> [Provided records]:
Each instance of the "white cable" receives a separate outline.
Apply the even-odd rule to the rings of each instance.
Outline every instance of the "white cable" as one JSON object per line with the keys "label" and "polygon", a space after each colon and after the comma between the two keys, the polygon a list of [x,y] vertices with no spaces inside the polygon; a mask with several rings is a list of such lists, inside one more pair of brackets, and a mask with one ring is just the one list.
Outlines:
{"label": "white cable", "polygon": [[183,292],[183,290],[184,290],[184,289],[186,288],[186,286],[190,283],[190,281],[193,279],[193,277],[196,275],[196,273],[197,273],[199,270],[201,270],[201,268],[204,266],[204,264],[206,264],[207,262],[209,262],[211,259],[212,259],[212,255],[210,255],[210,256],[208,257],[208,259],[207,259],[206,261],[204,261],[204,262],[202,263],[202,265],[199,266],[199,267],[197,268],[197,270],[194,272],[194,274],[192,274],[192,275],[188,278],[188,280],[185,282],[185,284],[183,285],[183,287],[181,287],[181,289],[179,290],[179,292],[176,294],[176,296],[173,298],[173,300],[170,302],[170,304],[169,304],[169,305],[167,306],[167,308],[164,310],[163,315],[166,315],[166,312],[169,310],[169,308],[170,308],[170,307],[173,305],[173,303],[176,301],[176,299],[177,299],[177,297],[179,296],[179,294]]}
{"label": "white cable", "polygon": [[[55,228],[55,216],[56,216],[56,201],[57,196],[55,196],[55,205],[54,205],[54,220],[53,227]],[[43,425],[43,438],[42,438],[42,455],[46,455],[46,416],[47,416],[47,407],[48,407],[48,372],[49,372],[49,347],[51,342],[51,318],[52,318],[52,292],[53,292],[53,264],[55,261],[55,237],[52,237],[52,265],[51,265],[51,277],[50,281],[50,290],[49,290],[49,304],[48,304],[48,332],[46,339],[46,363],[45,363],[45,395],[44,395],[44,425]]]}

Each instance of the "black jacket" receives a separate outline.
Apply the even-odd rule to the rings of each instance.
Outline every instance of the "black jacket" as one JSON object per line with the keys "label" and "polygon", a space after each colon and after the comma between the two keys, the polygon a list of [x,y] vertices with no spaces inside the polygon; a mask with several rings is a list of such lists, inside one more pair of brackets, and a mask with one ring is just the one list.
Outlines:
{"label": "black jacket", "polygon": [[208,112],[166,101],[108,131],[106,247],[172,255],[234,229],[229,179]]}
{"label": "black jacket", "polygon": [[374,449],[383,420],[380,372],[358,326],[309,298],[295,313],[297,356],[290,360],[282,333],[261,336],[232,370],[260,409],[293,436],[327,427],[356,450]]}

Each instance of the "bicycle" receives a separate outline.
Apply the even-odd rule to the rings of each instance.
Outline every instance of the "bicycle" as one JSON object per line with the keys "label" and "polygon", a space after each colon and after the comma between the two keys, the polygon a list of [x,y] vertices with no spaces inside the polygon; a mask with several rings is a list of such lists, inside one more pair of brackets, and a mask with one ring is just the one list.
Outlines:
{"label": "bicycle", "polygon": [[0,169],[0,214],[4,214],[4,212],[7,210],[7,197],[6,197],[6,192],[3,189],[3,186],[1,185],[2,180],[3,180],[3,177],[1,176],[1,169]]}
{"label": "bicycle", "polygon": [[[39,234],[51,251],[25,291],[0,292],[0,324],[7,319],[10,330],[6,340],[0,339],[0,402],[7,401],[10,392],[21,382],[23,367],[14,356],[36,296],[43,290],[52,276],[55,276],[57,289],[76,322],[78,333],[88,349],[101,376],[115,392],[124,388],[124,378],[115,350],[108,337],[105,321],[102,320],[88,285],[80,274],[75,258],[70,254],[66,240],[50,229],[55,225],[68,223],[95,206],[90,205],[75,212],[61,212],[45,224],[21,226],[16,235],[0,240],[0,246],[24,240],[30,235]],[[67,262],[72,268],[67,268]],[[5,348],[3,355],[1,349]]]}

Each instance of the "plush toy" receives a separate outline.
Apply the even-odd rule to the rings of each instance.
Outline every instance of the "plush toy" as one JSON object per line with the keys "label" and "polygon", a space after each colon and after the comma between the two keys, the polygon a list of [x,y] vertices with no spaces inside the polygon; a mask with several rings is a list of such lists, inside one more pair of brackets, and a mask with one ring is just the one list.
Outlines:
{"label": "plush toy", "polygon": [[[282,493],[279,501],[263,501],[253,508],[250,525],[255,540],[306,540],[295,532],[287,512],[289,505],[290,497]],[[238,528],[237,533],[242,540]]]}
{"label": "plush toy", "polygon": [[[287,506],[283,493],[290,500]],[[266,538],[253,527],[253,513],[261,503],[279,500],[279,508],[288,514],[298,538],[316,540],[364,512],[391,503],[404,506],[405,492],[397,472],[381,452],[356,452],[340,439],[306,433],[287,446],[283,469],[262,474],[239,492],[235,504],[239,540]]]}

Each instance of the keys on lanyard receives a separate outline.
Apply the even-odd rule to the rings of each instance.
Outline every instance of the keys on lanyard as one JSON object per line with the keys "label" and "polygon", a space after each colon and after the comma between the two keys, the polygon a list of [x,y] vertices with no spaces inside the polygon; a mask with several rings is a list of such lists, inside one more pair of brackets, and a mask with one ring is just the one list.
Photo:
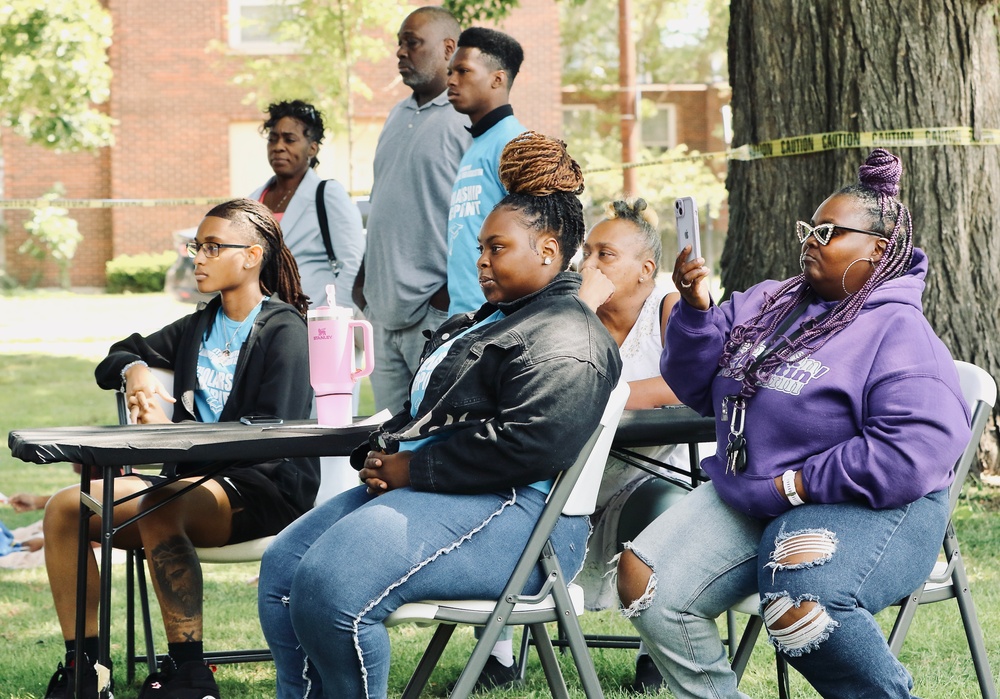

> [Exercise brief]:
Take every line above where "separate" appears and copy it.

> [Completed exercise]:
Each instance of the "white cable" receives a separate outline.
Each instance of the "black jacket" receives a separate outline.
Each instance of the "bicycle" receives a separate outline.
Each instance of the "plush toy" receives a separate outline.
Each instance of the keys on lanyard receives a separate outline.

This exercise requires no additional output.